(Records from a point labeling set)
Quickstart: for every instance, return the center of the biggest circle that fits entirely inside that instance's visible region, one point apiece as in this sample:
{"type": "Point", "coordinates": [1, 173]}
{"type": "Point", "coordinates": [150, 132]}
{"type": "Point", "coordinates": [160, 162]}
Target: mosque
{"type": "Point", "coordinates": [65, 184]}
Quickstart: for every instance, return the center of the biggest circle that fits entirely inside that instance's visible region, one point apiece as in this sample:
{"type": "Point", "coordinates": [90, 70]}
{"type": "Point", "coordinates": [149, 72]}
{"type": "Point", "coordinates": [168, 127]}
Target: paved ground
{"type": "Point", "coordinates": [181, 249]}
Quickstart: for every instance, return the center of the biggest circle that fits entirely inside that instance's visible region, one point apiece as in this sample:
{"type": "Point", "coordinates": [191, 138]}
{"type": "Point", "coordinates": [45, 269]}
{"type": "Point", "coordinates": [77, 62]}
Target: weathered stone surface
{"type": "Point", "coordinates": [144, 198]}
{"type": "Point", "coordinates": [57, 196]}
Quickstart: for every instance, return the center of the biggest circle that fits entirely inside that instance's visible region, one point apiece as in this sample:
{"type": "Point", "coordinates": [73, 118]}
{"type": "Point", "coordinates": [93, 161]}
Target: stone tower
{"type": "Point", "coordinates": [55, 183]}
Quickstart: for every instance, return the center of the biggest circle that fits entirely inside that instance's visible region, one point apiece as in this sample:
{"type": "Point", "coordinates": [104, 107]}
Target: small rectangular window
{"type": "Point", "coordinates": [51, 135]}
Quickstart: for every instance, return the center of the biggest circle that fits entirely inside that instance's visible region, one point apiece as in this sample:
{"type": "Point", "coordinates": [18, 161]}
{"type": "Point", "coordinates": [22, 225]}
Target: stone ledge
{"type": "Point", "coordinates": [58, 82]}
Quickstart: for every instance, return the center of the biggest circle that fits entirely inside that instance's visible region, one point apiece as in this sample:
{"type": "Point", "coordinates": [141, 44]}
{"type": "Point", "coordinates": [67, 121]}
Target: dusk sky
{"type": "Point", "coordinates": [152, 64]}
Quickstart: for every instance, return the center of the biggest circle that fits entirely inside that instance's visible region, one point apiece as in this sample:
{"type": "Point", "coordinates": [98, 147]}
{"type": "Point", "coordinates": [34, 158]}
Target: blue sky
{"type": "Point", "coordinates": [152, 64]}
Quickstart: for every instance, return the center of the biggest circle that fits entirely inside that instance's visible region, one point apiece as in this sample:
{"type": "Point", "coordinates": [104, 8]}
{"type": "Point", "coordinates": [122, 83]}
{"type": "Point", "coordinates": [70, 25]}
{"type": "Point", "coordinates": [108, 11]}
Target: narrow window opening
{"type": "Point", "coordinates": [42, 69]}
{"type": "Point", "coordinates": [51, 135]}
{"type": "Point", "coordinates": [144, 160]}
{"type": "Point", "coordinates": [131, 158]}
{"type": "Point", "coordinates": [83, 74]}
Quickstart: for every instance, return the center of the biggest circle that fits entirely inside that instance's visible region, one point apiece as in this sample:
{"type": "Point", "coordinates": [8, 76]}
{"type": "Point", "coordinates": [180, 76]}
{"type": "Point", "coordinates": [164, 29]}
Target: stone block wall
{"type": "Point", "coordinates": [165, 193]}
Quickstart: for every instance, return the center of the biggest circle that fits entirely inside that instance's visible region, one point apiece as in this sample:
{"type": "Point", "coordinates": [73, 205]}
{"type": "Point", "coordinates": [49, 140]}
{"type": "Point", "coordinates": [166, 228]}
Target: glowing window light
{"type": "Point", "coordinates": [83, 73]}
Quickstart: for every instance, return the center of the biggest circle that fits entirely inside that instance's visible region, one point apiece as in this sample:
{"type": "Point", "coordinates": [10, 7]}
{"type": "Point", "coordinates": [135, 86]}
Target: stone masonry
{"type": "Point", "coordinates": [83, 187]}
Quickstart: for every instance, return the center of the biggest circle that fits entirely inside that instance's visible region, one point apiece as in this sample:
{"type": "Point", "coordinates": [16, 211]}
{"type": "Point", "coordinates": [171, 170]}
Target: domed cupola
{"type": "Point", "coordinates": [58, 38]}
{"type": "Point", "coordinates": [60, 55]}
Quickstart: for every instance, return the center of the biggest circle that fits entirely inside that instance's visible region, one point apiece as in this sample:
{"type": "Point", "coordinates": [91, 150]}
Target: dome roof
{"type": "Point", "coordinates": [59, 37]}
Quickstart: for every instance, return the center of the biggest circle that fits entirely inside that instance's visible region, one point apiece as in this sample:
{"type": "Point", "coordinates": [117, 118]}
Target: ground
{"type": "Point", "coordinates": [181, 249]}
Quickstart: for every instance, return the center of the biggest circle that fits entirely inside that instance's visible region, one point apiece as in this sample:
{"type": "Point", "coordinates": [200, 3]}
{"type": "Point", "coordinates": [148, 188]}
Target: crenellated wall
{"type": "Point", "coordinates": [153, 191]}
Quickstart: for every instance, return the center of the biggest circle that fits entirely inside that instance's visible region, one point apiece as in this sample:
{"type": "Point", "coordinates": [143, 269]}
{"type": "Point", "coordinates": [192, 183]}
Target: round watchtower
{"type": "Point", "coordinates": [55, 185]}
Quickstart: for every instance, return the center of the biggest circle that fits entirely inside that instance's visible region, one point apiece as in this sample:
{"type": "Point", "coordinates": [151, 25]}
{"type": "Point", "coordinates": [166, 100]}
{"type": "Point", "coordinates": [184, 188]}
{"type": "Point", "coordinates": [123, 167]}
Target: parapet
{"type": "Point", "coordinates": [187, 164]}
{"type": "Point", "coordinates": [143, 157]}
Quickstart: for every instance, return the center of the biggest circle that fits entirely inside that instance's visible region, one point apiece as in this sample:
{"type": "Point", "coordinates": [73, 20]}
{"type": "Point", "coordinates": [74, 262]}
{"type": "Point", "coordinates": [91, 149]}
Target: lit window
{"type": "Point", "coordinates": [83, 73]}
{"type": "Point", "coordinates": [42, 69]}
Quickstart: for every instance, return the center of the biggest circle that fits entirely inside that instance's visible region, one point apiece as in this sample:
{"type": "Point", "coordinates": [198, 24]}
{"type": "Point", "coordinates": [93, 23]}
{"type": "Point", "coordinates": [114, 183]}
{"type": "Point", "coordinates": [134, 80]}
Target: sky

Prompt: Restate each entry exactly, skipping none.

Written response:
Quickstart: for every instance, return the center of the biggest circle that fits entirely inside that instance's visible region, one point apiece as in this sample:
{"type": "Point", "coordinates": [1, 173]}
{"type": "Point", "coordinates": [150, 132]}
{"type": "Point", "coordinates": [160, 162]}
Target: mosque
{"type": "Point", "coordinates": [65, 184]}
Quickstart: for every instance, return the center of the biggest circle that fits entirely inside that instance's visible region, one point apiece as in this sample:
{"type": "Point", "coordinates": [90, 70]}
{"type": "Point", "coordinates": [149, 72]}
{"type": "Point", "coordinates": [168, 127]}
Target: paved ground
{"type": "Point", "coordinates": [181, 249]}
Quickstart: for every instance, return the center of the biggest circle that fits entirely inside that instance's visible region, one point apiece as in this sample:
{"type": "Point", "coordinates": [191, 138]}
{"type": "Point", "coordinates": [45, 269]}
{"type": "Point", "coordinates": [77, 62]}
Target: weathered stone surface
{"type": "Point", "coordinates": [144, 198]}
{"type": "Point", "coordinates": [57, 196]}
Quickstart: for every instance, return the center of the biggest circle that fits entirely inside that instance's visible region, one point apiece as in this sample:
{"type": "Point", "coordinates": [73, 118]}
{"type": "Point", "coordinates": [93, 161]}
Target: stone tower
{"type": "Point", "coordinates": [55, 183]}
Quickstart: for every instance, return the center of the biggest circle that fits entirely inside that instance's visible region, one point apiece as in this sample:
{"type": "Point", "coordinates": [104, 107]}
Target: small rectangular window
{"type": "Point", "coordinates": [51, 135]}
Quickstart: for every instance, return the center of the biggest circle that fits entirely inside that instance's visible region, one point apiece as in this sample:
{"type": "Point", "coordinates": [18, 161]}
{"type": "Point", "coordinates": [22, 225]}
Target: stone ledge
{"type": "Point", "coordinates": [58, 82]}
Quickstart: for every instance, return the center of the biggest circle that fits entirely inside that instance's visible region, one point apiece as in this sample:
{"type": "Point", "coordinates": [141, 44]}
{"type": "Point", "coordinates": [67, 121]}
Target: dusk sky
{"type": "Point", "coordinates": [152, 64]}
Quickstart: for every instance, return the center of the biggest circle that fits entirely inside that instance's visible region, one point apiece as in this sample:
{"type": "Point", "coordinates": [98, 147]}
{"type": "Point", "coordinates": [34, 158]}
Target: blue sky
{"type": "Point", "coordinates": [152, 64]}
Quickstart: for every instance, return the center of the biggest circle that fits entirely inside that instance's visible region, one point apiece as in this sample:
{"type": "Point", "coordinates": [104, 8]}
{"type": "Point", "coordinates": [122, 83]}
{"type": "Point", "coordinates": [70, 25]}
{"type": "Point", "coordinates": [108, 11]}
Target: narrow window opening
{"type": "Point", "coordinates": [42, 69]}
{"type": "Point", "coordinates": [51, 135]}
{"type": "Point", "coordinates": [144, 160]}
{"type": "Point", "coordinates": [131, 158]}
{"type": "Point", "coordinates": [83, 74]}
Quickstart: for every instance, return the center of the biggest circle that fits entirely inside that instance's visible region, one point apiece as in this sample:
{"type": "Point", "coordinates": [8, 76]}
{"type": "Point", "coordinates": [180, 76]}
{"type": "Point", "coordinates": [164, 29]}
Target: stone block wall
{"type": "Point", "coordinates": [165, 193]}
Quickstart: for every instance, return the center of the biggest circle that fits entirely inside that instance's visible region, one point apiece as in this sample:
{"type": "Point", "coordinates": [73, 205]}
{"type": "Point", "coordinates": [49, 140]}
{"type": "Point", "coordinates": [166, 228]}
Target: glowing window light
{"type": "Point", "coordinates": [83, 73]}
Quickstart: for every instance, return the center of the biggest circle that fits entirely inside that instance's visible region, one point apiece as in this sample:
{"type": "Point", "coordinates": [10, 7]}
{"type": "Point", "coordinates": [135, 86]}
Target: stone masonry
{"type": "Point", "coordinates": [83, 187]}
Quickstart: for every instance, return the center of the biggest circle that fits entirely inside that instance's visible region, one point apiece as in this sample:
{"type": "Point", "coordinates": [16, 211]}
{"type": "Point", "coordinates": [171, 170]}
Target: domed cupola
{"type": "Point", "coordinates": [58, 38]}
{"type": "Point", "coordinates": [60, 55]}
Quickstart: for every instance, return the center of the biggest circle that fits entirely inside that instance's visible region, one point apiece as in this sample:
{"type": "Point", "coordinates": [91, 150]}
Target: dome roof
{"type": "Point", "coordinates": [59, 37]}
Quickstart: for every instance, return the center of the biggest circle that fits entirely inside that instance's visible region, one point apiece as in this sample:
{"type": "Point", "coordinates": [117, 118]}
Target: ground
{"type": "Point", "coordinates": [181, 249]}
Quickstart: for every instance, return the center of the biggest circle that fits entirely inside that instance's visible region, one point apiece as in this sample:
{"type": "Point", "coordinates": [200, 3]}
{"type": "Point", "coordinates": [148, 188]}
Target: crenellated wall
{"type": "Point", "coordinates": [153, 191]}
Quickstart: for every instance, return the center of the biggest circle that fits entirely inside that instance's visible region, one point apiece as in this sample:
{"type": "Point", "coordinates": [143, 269]}
{"type": "Point", "coordinates": [192, 183]}
Target: round watchtower
{"type": "Point", "coordinates": [55, 185]}
Quickstart: for every instance, return the center of the biggest circle that fits entirely inside that instance's visible region, one point apiece as in this sample:
{"type": "Point", "coordinates": [151, 25]}
{"type": "Point", "coordinates": [166, 100]}
{"type": "Point", "coordinates": [184, 188]}
{"type": "Point", "coordinates": [123, 167]}
Target: parapet
{"type": "Point", "coordinates": [187, 164]}
{"type": "Point", "coordinates": [143, 157]}
Quickstart: for every instance, return the center of the biggest circle that fits entirely inside that instance's visible region, one point apiece as in this sample:
{"type": "Point", "coordinates": [73, 20]}
{"type": "Point", "coordinates": [74, 262]}
{"type": "Point", "coordinates": [91, 149]}
Target: lit window
{"type": "Point", "coordinates": [83, 73]}
{"type": "Point", "coordinates": [42, 69]}
Quickstart: for every instance, return the center of the biggest circle that fits entirely inside that instance's visible region, one point apiece as in this sample:
{"type": "Point", "coordinates": [198, 24]}
{"type": "Point", "coordinates": [93, 23]}
{"type": "Point", "coordinates": [114, 183]}
{"type": "Point", "coordinates": [134, 80]}
Target: sky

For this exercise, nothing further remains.